**Extracted text:**
-- BEGIN --
Celebrate the New Year by Killing the Planet: New Year’s Eve in Times Square Leaves Behind 50 Tons of Trash


Each and every New Year’s Eve, people from all across the world celebrate the upcoming New Year by congregating in urbanized areas like New York’s Time Square. Close to one million people packed themselves into the Times Square celebration to welcome the arrival of 2018. Such a dense population of people would already leave behind a staggering amount of trash and waste, but it seems as if the New Year’s Eve celebrations are designed to produce as much waste as possible.

According to a post by AM New York, the New York Police Department requests sanitation crews to remove close to seventy trashcans across the Times Square area a good twenty-four hours before celebrations begin. This is a necessary safety precaution to prevent would-be bomb threats, hidden items, and any problems the waste baskets’ presence may cause.

It’s understandable, in today’s society, why police departments and state governments would be cautious when it comes to hidden spaces in public. It’s why stadiums don’t allow bags over a certain size along with other stipulations. However, it’s a costly procedure that leads to an increase in both paper and human waste during New Year celebrations.
-- END --
**To be done:**
1. In the article about New Year's Eve trash in Times Square, how many trashcans does the New York Police Department ask sanitation crews to remove, and how long before the celebrations?
2. State whether each statement agrees with the article about New Year's Eve trash in Times Square, and quote the words that decide it: (a) Close to one million people attended the Times Square celebration welcoming 2018. (b) The trashcans are removed after the celebrations end. (c) The article calls the removal procedure inexpensive.
3. Write a continuation of the article about New Year's Eve trash in Times Square.

**Data shown:**
-- BEGIN --
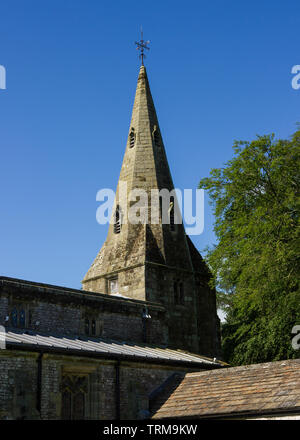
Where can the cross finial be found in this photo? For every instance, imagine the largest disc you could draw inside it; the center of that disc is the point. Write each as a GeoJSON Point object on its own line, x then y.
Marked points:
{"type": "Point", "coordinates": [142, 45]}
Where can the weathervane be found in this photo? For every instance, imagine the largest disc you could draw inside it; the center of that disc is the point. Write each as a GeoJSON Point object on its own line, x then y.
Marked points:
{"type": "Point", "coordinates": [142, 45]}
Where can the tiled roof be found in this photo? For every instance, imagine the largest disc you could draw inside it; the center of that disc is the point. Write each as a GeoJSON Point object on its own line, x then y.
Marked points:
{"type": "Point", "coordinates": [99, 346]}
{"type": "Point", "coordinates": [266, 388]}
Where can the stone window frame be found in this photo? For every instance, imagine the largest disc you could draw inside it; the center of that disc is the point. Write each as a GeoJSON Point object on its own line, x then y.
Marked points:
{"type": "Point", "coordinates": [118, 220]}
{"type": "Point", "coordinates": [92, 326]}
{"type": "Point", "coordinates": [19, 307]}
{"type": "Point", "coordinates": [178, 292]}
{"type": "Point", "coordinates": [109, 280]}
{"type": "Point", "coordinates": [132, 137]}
-- END --
-- BEGIN --
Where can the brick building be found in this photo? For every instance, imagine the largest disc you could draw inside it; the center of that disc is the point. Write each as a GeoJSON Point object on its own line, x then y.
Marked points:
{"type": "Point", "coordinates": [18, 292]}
-- END --
**Answers given:**
1. Close to seventy trashcans, a good twenty-four hours before celebrations begin.

2.
(a) Yes: "Close to one million people packed themselves into the Times Square celebration to welcome the arrival of 2018."
(b) No: "a good twenty-four hours before celebrations begin"
(c) No: "However, it’s a costly procedure"

3.
Three thousand pounds of confetti rained down on the immense crowd in what what described as the most “beautiful experience” imaginable. Seemingly infinite amounts of colorful paper spread across Times Square, which stretches from West 42nd to West 47th Street. This alone would be a massive amount of litter, but that’s not all that gets dropped on the floor in the last few hours of each year. “Cigarette butts, party hats, favors, you name it,” New York City Department of Sanitation Chief Paul Visconti said on the experience. ” [and] it’s not easy because you also have the challenges of weather.”

A lack of porta-potties and easily accessible bathrooms also leads to an increase in questionable litter on the streets of these urban celebrations. One New York Post article discussed the flood of urine on the streets throughout the celebration. One person interviewed recalled how one of his friends gave up and began urinating in the street after being denied to go to the bathroom at hotels and restaurants in the surrounding area. One couple even admitted they were wearing adult diapers on live national TV, and used diapers littered the street among the rest of the garbage as the celebration neared close to fizzling out.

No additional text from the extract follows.